> _STATED TASK_
Update the material below by changing every "photo" to "image" and leaving all other text as it is. Do not include the pictures in your version.
※ ※ ※
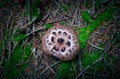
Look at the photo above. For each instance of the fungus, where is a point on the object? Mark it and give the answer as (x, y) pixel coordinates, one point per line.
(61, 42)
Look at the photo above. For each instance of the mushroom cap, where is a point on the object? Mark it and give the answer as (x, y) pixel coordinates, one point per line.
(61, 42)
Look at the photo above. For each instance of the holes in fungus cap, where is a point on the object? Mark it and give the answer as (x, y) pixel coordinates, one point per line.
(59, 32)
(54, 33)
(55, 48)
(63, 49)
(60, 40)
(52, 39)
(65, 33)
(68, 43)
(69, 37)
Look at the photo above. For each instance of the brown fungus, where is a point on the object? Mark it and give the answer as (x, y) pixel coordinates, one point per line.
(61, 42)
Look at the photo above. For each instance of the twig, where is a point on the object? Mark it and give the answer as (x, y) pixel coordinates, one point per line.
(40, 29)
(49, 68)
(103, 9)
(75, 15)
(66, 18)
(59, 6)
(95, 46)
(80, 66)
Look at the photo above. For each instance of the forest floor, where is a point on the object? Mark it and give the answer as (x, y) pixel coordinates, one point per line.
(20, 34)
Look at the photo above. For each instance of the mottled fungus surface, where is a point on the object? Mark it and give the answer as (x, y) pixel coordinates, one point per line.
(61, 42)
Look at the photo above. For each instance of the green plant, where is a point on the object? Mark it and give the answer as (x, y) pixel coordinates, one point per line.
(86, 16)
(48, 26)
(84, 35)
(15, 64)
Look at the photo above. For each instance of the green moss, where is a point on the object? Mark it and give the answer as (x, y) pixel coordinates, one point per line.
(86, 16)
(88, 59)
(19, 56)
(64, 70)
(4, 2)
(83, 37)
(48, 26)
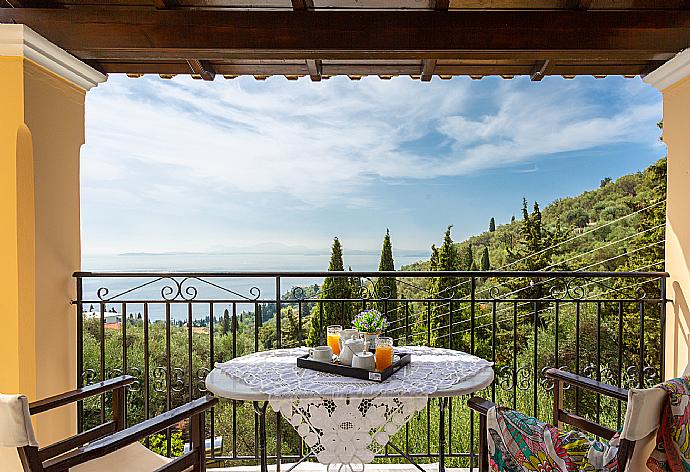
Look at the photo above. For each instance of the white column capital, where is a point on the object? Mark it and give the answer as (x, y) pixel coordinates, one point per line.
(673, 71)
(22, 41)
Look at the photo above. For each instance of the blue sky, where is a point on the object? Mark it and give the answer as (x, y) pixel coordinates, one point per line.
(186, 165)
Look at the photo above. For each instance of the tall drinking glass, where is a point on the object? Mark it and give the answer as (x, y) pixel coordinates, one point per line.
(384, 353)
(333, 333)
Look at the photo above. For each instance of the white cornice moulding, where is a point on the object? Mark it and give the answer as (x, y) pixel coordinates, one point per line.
※ ※ ※
> _OUTPUT OF THE EXERCISE_
Look at the image above. For each instance of the fungus, where is a point on the object? Mark it and give the answer as (x, y) pixel coordinates, one point per line.
(61, 42)
Look at the image above. For each instance of the mushroom cap, where is a point on the object? Mark it and give the answer as (x, y) pixel coordinates, one point per line.
(61, 42)
Look at the image above. For each instance of the holes in fungus cap, where is a point on the object? Mark it and give the answer as (x, y) pixel coordinates, one point per line.
(59, 32)
(54, 33)
(55, 48)
(63, 49)
(60, 40)
(52, 39)
(65, 33)
(68, 43)
(69, 37)
Look at the image above. For each instance of the brown fungus, where is a point on the object? Mark it and give the answer as (x, y) pixel coordinates, one point per line.
(61, 42)
Look at the image above. For each instance of the twig, where is a point on the object? Mark it and give the answer as (x, y) pixel coordinates, one point per line.
(40, 29)
(49, 68)
(103, 9)
(75, 15)
(66, 18)
(59, 6)
(95, 46)
(80, 66)
Look at the image above. For each instance of the forest floor, where is a point on the object? Mark it and give the answer as (x, y) pixel coordinates, one point per line.
(20, 34)
Look at the image above. For each instance of the mottled fungus surface, where is a point on the object? Mark it and give the answer as (x, y) pixel coordinates, one point per line.
(61, 42)
Look at the image above. For each instance of the green plant, where is a point on the object? Mark it and give the answer as (x, y) pixel coordinates, one point per line.
(86, 16)
(48, 26)
(84, 35)
(15, 64)
Look at the image above. For each instance of the green moss, where is a point on the object? Mark it and give the answer as (x, y) pixel coordinates, one point per line.
(86, 16)
(88, 59)
(19, 56)
(64, 70)
(4, 2)
(83, 37)
(48, 26)
Look at the image above. For each instance of the white column capital, where is a point on the object? Mark it and give the answer as (x, y) pixel coordinates, one point per line.
(673, 71)
(22, 41)
Look at the image above. For each instance of the blue sky, where is a point on the object? Mark it and give the answer as (x, y) pixel coordinates, one point per line.
(186, 165)
Look at the image above. For each instance of the tall drinking glass, where is a point on the object? Mark it and give the answer as (x, y) pixel coordinates, one point per line.
(384, 353)
(333, 333)
Look at the image above. For each instance of the white cornice moulding, where is a point on the object? Mark it and give the answer as (x, y) pixel coordinates, one point per line.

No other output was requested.